Problem to work on
Take the lines from the one with "Each instance of the concrete" through the end of the material below and repeat them exactly, dropping every picture.

[begin Available data]

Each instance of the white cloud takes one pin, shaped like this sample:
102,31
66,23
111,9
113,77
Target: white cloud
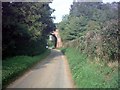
62,7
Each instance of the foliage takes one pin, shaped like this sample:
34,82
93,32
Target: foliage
15,66
24,27
90,74
92,29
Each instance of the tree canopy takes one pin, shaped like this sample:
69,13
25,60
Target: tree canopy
25,26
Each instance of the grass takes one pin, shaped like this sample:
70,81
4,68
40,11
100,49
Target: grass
15,66
90,73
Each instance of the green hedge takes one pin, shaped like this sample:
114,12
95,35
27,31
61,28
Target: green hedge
90,73
15,66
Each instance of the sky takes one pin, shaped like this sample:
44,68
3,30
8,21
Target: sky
62,7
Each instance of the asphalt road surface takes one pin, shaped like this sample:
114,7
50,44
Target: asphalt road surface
52,72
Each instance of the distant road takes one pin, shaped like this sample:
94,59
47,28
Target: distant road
53,72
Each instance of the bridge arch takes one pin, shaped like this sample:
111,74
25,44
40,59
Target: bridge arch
58,41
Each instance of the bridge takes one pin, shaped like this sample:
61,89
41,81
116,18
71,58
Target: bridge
58,40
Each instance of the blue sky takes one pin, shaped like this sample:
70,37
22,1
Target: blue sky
62,7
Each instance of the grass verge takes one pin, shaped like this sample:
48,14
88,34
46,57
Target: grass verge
16,66
90,73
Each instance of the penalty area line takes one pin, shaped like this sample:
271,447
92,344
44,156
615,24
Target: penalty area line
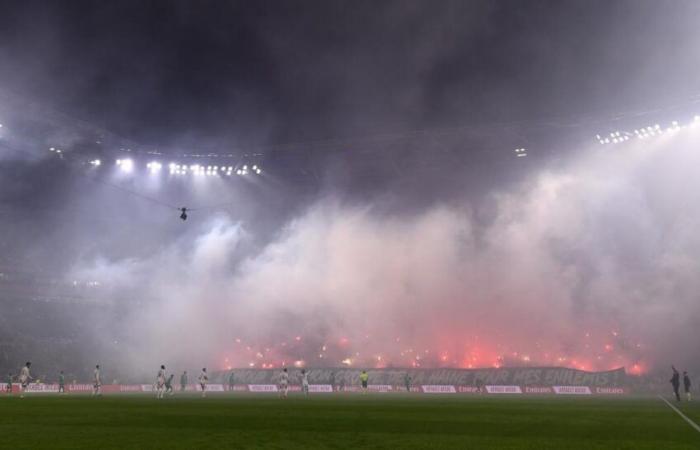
692,424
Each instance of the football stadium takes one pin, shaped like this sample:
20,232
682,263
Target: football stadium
398,224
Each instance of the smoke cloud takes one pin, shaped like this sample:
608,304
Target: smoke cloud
592,264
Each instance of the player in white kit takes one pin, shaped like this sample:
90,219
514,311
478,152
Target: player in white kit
97,382
304,382
160,382
284,383
203,380
24,378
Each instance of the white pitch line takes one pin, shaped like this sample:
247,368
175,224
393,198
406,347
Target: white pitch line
692,424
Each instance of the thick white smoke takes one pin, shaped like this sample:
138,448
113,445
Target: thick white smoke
591,265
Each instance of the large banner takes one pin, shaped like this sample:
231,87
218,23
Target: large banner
515,376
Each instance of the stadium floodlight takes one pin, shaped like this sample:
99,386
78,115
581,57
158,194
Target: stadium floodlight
126,165
154,167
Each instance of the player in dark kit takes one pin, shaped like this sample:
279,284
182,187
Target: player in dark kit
61,383
676,383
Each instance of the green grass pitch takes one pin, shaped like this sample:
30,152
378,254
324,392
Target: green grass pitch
391,421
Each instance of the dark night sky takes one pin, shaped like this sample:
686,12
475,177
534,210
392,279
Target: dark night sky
217,74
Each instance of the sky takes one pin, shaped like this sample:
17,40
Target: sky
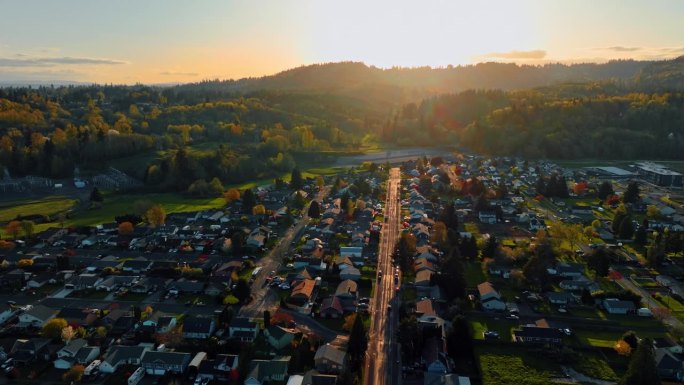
175,41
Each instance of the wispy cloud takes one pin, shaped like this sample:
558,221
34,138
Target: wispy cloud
178,73
533,54
22,60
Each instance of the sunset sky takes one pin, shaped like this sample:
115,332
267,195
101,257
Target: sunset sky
164,41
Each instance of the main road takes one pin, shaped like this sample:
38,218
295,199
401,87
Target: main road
382,355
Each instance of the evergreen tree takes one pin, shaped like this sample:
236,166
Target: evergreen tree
96,195
642,368
314,210
605,190
248,201
296,182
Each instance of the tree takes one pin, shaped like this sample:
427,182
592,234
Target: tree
296,179
642,368
27,227
314,210
631,195
242,290
248,201
68,333
75,374
605,190
96,196
156,216
231,195
53,328
267,319
631,338
259,210
13,228
125,228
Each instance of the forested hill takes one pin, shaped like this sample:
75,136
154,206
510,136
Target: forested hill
358,78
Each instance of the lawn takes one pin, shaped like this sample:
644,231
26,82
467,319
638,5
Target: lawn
473,274
594,365
501,365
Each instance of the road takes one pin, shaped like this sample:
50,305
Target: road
382,355
262,297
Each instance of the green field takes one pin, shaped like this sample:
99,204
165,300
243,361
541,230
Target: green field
48,207
501,365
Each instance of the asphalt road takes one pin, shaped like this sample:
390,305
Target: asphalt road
382,355
263,297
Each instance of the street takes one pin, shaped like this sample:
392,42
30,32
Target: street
382,365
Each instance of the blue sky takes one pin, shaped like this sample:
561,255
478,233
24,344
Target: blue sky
155,41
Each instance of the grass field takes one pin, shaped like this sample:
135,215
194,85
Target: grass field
48,207
515,365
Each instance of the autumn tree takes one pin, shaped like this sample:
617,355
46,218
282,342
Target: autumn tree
231,195
27,227
53,328
156,216
125,228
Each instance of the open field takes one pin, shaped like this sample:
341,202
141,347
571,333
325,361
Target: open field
504,365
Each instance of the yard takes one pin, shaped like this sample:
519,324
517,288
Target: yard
502,365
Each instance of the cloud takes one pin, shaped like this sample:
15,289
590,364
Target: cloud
533,54
21,60
619,48
178,73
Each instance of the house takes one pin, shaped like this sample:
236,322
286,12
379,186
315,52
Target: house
160,363
331,308
350,273
76,352
347,289
279,337
267,371
302,291
490,298
37,316
329,359
616,306
488,217
423,278
668,365
198,328
6,312
26,351
538,335
243,329
118,355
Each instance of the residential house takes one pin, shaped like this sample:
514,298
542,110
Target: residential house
331,308
668,365
160,363
243,329
198,327
76,352
266,371
538,335
118,355
489,297
37,316
279,337
347,289
329,359
25,351
302,291
350,273
616,306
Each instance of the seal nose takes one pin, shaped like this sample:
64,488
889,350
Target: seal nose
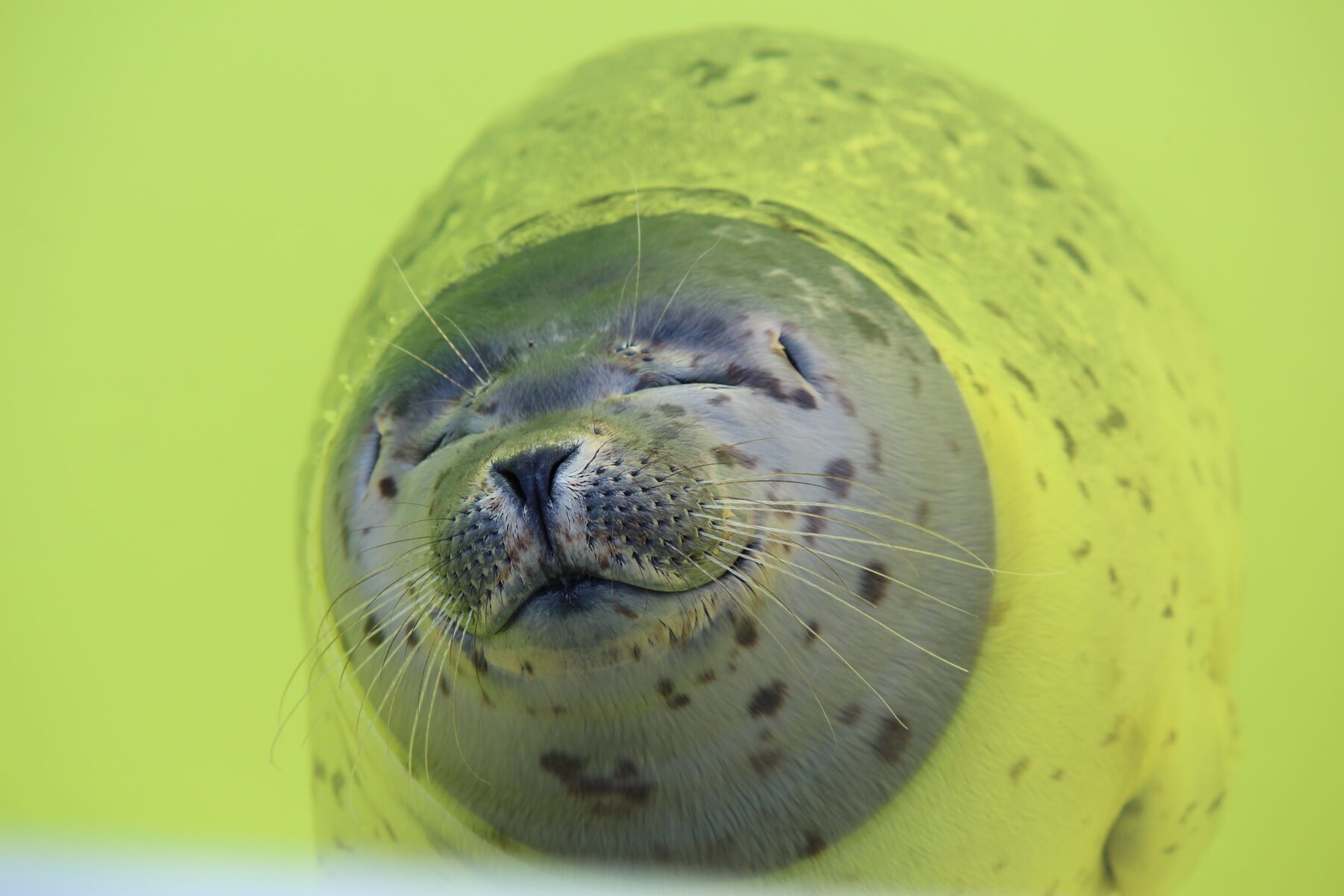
530,479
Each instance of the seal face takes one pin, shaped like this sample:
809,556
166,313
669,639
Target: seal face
676,563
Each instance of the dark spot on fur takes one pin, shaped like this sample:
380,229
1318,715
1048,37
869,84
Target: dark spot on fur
768,700
764,762
804,399
624,783
1038,179
873,585
892,742
1021,378
768,383
840,474
373,632
1074,254
1113,421
1070,447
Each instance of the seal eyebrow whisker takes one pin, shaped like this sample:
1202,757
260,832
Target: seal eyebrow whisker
406,351
659,323
430,317
470,346
638,254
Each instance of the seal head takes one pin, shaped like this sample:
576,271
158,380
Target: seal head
671,550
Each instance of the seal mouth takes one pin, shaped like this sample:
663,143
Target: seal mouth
569,595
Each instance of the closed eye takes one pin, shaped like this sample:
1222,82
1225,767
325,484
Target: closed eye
797,356
367,458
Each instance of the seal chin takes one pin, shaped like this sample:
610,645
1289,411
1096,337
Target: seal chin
585,613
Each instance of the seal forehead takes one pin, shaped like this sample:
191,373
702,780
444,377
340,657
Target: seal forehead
721,553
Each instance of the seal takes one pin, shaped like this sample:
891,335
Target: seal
853,501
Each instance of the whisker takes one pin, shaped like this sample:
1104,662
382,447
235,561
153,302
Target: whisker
638,255
856,609
406,351
867,512
659,323
430,317
742,605
873,543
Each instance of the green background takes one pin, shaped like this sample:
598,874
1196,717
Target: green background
193,195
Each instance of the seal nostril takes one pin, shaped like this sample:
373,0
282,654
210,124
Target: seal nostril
530,479
514,484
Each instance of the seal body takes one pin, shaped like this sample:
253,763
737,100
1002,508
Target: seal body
851,500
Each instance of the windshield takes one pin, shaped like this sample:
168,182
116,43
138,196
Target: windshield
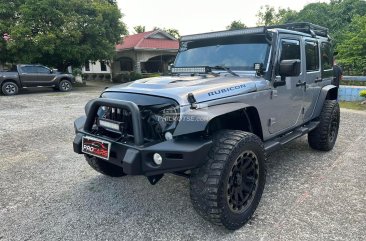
234,53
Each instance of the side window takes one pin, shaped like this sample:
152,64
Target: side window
42,70
103,66
290,49
327,58
28,69
312,56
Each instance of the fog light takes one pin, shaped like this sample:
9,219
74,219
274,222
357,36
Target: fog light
158,159
168,136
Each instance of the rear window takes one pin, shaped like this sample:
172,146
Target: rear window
312,56
327,57
290,49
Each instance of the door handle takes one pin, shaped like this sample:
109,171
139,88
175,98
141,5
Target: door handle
300,83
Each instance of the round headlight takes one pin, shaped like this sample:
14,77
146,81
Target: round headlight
170,115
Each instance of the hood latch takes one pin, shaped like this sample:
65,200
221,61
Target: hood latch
192,101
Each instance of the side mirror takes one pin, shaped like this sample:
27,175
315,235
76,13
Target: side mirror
290,68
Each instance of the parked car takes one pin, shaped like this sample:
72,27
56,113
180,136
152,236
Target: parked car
26,76
233,97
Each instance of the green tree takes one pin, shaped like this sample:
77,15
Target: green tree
352,48
236,24
173,32
139,29
60,33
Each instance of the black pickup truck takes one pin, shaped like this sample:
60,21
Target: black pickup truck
25,76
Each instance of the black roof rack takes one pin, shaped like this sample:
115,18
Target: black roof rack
314,30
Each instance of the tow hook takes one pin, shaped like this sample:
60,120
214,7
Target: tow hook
154,179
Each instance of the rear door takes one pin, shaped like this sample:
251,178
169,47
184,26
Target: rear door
27,75
312,76
45,76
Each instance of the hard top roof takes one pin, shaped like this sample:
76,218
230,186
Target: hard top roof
301,28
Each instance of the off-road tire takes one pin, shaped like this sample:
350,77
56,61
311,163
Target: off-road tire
324,136
104,167
64,86
9,88
210,183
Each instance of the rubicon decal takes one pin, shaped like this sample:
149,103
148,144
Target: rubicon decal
96,147
229,89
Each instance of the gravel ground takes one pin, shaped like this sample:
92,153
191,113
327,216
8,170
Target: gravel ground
47,192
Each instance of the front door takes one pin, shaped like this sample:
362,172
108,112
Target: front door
313,76
45,76
287,100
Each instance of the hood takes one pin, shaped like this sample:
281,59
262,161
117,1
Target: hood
203,88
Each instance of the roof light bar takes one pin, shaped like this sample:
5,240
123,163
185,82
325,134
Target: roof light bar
198,70
223,34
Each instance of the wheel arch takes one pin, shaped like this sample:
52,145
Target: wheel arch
10,80
219,117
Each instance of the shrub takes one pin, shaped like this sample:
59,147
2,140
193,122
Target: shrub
135,76
84,76
363,93
150,75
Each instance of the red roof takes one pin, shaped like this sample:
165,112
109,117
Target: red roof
146,40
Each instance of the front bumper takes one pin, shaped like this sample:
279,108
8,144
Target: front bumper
136,157
138,160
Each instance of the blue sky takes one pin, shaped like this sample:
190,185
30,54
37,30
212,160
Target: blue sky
194,16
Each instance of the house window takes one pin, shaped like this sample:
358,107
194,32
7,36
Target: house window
126,64
290,49
103,66
87,66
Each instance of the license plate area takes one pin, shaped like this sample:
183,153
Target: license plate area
96,147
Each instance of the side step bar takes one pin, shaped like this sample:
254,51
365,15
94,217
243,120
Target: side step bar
278,142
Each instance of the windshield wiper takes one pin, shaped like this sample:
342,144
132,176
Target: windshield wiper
221,67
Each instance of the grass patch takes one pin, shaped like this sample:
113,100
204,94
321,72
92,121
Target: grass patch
352,105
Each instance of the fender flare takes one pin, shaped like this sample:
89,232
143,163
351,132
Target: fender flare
196,120
16,81
322,97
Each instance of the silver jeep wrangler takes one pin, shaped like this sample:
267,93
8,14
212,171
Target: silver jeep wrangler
232,97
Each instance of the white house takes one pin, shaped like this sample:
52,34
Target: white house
96,67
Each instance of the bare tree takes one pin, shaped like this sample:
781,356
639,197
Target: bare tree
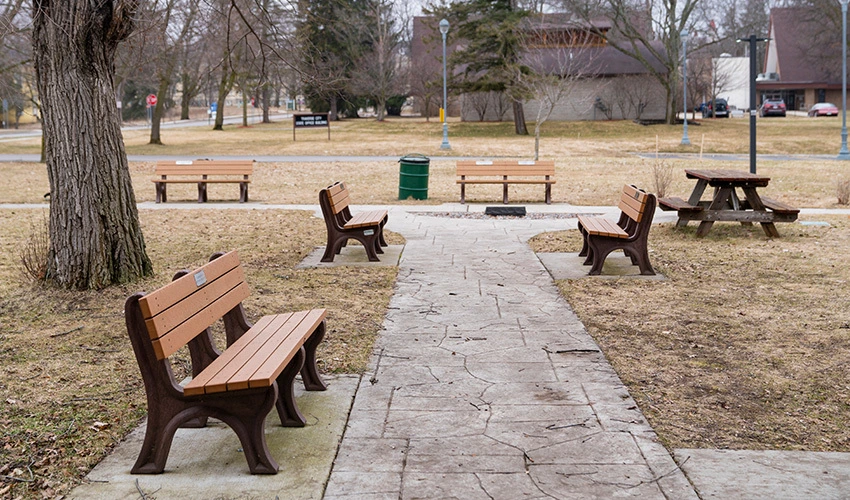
557,66
95,237
377,72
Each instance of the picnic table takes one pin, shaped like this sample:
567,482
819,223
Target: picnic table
726,204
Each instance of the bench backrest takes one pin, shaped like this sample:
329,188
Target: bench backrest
181,310
634,202
506,167
205,167
337,196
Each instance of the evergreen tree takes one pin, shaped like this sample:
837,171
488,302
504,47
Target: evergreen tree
491,56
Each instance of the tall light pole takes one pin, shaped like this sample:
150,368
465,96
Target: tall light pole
844,154
444,28
752,39
684,36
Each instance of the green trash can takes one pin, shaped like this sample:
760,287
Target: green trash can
413,177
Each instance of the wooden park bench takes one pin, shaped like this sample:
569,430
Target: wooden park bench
602,236
238,386
506,172
203,172
365,227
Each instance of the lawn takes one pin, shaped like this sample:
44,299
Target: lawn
744,345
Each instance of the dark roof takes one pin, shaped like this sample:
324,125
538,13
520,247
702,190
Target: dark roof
806,45
593,61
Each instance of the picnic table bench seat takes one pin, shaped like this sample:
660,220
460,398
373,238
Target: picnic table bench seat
202,172
630,233
238,386
506,172
366,227
677,204
778,207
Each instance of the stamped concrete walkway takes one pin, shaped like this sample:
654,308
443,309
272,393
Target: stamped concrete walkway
484,384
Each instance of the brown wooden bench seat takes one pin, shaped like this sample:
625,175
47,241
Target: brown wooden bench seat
506,172
630,233
203,172
778,206
365,227
678,204
239,386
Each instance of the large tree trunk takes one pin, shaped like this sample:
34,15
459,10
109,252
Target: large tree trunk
267,94
158,112
519,118
226,83
95,237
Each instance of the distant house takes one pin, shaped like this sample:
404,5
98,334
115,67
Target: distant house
606,84
803,60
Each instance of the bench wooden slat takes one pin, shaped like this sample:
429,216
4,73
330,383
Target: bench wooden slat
168,344
366,219
678,204
503,181
271,368
160,300
778,206
203,383
169,319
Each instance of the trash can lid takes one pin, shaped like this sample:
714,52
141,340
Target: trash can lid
415,158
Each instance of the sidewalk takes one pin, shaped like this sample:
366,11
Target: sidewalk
483,384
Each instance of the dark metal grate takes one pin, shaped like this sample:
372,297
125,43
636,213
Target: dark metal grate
511,211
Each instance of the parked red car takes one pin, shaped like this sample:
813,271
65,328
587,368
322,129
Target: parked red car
824,109
773,107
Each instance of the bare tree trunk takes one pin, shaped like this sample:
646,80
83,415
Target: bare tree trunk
158,111
267,95
334,112
95,237
244,109
519,118
226,83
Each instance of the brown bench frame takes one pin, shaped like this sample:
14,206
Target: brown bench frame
602,236
365,227
239,386
200,172
508,171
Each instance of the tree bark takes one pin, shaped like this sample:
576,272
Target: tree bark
226,83
158,112
95,236
519,118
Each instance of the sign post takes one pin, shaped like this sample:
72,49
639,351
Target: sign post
310,120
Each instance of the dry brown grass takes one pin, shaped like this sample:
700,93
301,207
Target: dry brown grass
580,181
69,384
745,345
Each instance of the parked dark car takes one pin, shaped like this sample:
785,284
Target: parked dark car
773,107
721,111
824,109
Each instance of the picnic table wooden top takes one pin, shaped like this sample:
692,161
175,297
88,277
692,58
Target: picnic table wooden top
728,176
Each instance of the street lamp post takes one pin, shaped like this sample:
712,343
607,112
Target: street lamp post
684,36
844,154
444,28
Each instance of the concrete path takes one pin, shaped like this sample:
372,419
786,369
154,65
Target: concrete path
484,384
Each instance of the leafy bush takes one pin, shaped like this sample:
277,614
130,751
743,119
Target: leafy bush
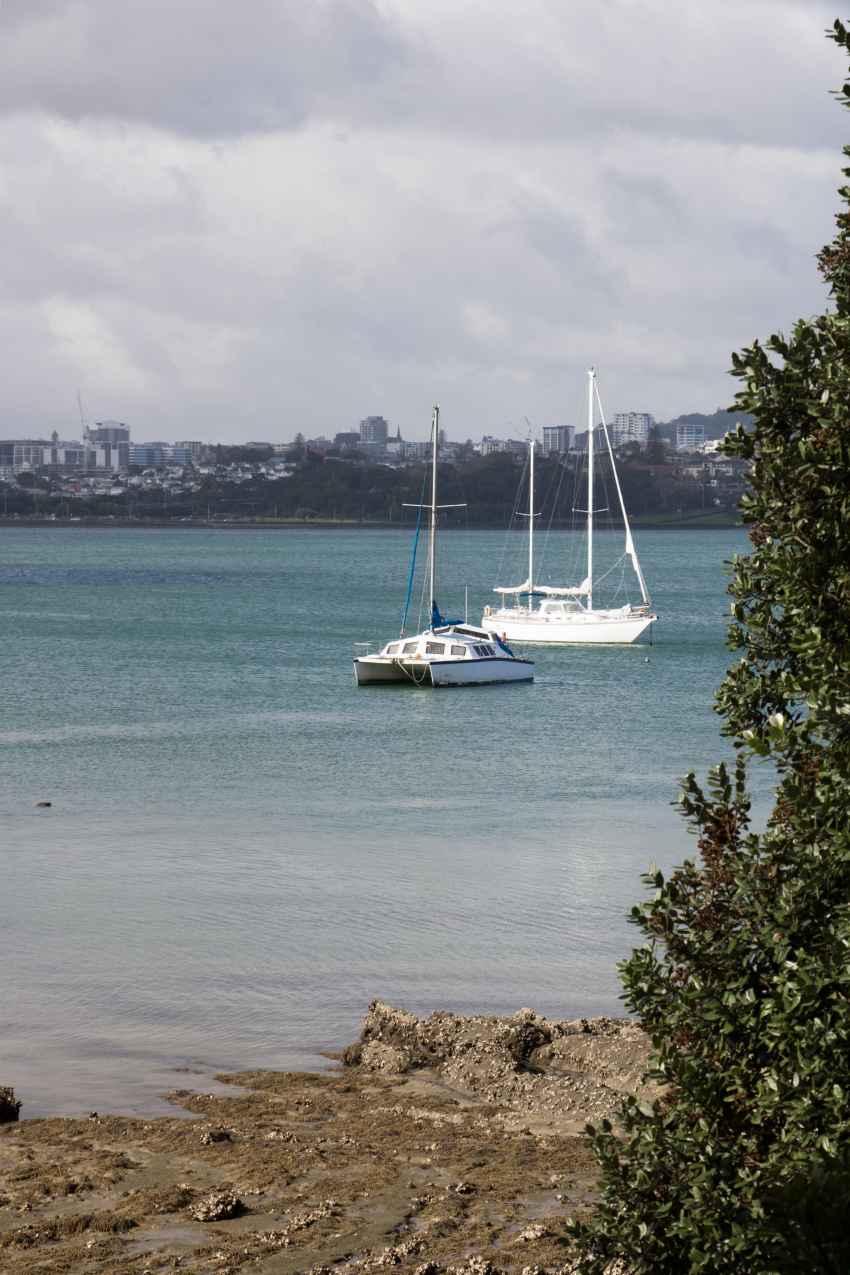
743,984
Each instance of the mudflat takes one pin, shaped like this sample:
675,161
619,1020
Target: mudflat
444,1144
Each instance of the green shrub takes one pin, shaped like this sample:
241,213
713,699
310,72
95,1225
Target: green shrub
743,984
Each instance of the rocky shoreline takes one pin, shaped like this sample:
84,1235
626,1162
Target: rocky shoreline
445,1145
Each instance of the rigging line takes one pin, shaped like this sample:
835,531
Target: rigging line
413,559
611,569
512,519
560,473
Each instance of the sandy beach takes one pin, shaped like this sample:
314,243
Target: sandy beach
441,1144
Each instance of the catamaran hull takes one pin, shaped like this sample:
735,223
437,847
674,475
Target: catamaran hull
464,672
617,631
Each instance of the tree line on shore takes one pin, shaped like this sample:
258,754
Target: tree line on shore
328,488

[end Available data]

Result for this exercise
Each instance of the concrete path takes one pin, shaped like this sample:
372,419
786,369
154,65
Target: concrete path
484,384
Each instance of the leafy bush takes one pin, shaped like this sample:
277,614
130,751
743,119
Target: leafy bush
743,984
Each instance of the mudflat takes one pin, shaped like this sample:
675,161
619,1020
Target: mudflat
444,1144
Each instance of the green shrub takes one pin, shaped like this sample:
241,213
713,699
310,72
95,1225
Target: green shrub
743,984
Each instance of the rocky shoreline takes one pin, shaped like this sample:
84,1235
626,1162
Target: rocky shoreline
445,1145
Each instance of the rigging line takes one pin, shaped like this sample:
835,531
Target: rigging line
413,559
611,569
512,519
560,473
Each instance of the sandy beach takes one pin, shaped like this sample:
314,243
Target: sandy beach
441,1144
Each instance of the catamaran hull takes one pin, shaped like this sample:
735,223
437,847
674,475
Target: catamaran hull
464,672
617,631
Each instance of the tree line on shore takes one pin, shaped like this sample:
258,754
Target: tree line on shore
328,488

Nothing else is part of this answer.